» EXERCISE PASSAGE:
Counting Collections by Harvard Fat Chance

[EmbraceLife]

Counting Collections

Keywords

sequences, collections

Video links

Bilibili

my notes videos p17-19

Key questions

how to count sequences (a group of ordered numbers)?

how to count collections (a group of unordered numbers)?

Interesting points

Start problem

Analysze the Experiment

• steps = 5 students
• full options = 15 students
• constraint = choose a collection (not a sequence)

Solution

• to choose a sequence (ordered numbers), we first all the unique groups of numbers (unordered, collections), then who is which title matters (give an order)
  • 15x14x13x12x11
  • $\frac{15!}{(15-5)!}$ = A
• but to choose a collection, we only need to focus on all the unique groups of numbers(unordered, collections), who is which title does not matter
  • so to count such a collection, we need to undo order step
  • N = collection count
  • each collection has 5 students, unordered, anyone can be any title
  • to give order to such a collection = 5 students take 5 titles = 5!
• collection count x count ordered of a single collection = sequence count
  • collection count = sequence count / ordered count = A / 5!
  • $\frac{n!}{(n-k)!k!}$, k = steps, n = full options

Example to apply

Analyze the experiment

• steps = 3 distinct toppings
• full options = 6 toppings to choose from
• sequence = 3 distinct toppings and their order matters
• collection = 3 distinct toppings and their order does not matter

Approahces

• sequence = 6x5x4
• collection = sequence / order count
• order count = 3!

» DATA SECTION:
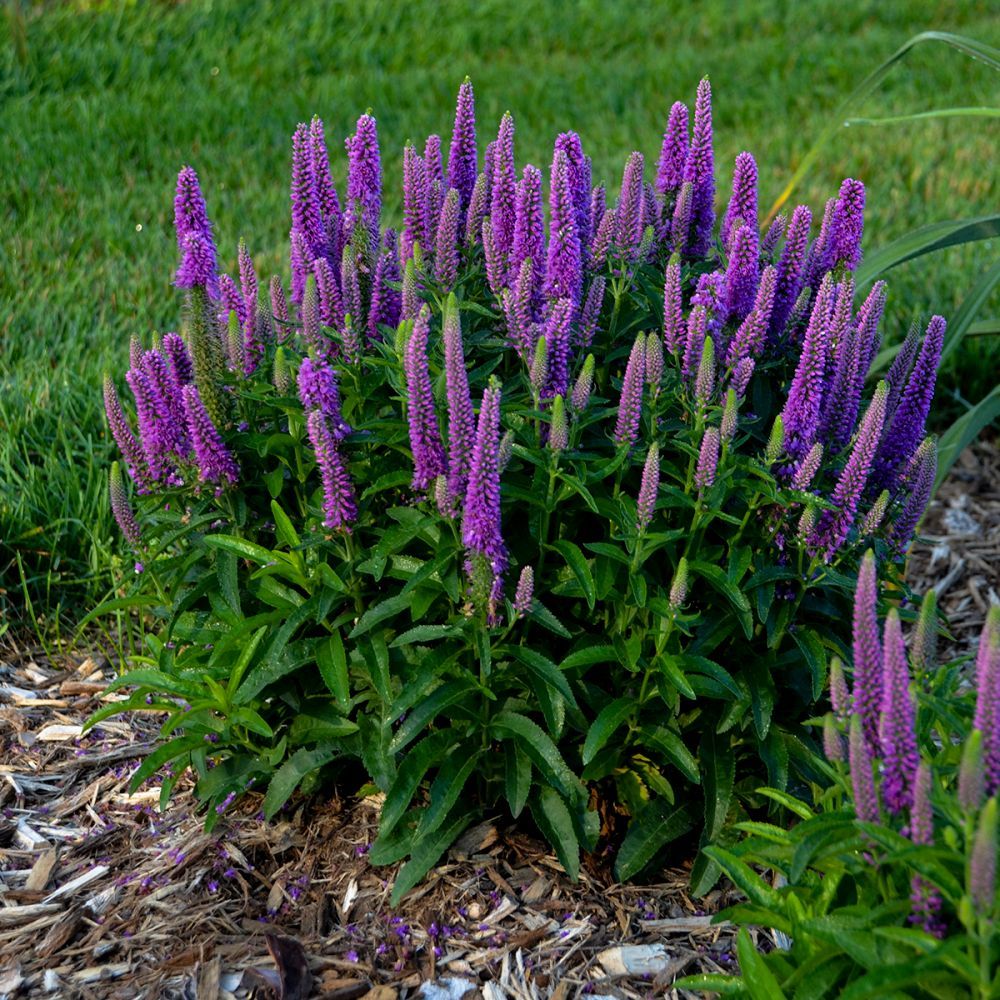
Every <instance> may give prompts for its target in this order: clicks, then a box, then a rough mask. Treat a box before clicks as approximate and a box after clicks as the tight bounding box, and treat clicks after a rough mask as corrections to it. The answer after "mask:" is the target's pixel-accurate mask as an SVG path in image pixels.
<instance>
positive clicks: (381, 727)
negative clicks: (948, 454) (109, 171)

» WHAT TO WORK ON:
Answer these from the counting collections notes.
(a) In the start problem, how many students make up the full options?
(b) In the example to apply, how many toppings are there to choose from?
(c) What order count do the notes give for the toppings example?

» WRITTEN ANSWER:
(a) 15 students
(b) 6 toppings
(c) 3!